Pick out and copy every line in the entries below that contains the word "glass".
- - -
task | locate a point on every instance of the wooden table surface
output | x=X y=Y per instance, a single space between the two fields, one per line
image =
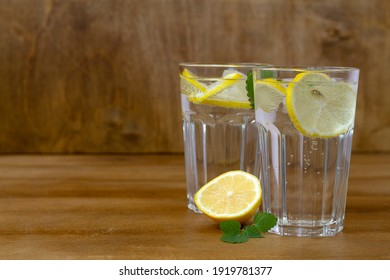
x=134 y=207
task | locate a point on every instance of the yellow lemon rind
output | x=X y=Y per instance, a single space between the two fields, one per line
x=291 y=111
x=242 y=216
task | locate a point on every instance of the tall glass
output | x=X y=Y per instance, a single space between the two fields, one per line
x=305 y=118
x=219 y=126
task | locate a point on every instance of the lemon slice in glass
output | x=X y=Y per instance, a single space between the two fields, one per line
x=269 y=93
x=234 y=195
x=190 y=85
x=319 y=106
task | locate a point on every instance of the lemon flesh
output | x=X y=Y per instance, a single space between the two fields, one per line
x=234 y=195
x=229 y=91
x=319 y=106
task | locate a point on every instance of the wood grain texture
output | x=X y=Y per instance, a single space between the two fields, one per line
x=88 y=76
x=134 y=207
- - -
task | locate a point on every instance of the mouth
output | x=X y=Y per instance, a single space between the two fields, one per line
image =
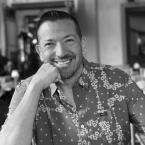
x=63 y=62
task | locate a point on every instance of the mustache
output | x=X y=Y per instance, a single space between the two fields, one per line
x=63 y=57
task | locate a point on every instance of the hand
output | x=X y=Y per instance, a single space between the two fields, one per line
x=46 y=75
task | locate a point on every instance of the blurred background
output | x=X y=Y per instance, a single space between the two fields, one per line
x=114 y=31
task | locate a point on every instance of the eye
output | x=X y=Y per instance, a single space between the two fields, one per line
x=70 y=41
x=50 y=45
- - -
→ **In response**:
task | locate a point on every instance of the tall glass
task | locate a point on every instance of the lemon slice in glass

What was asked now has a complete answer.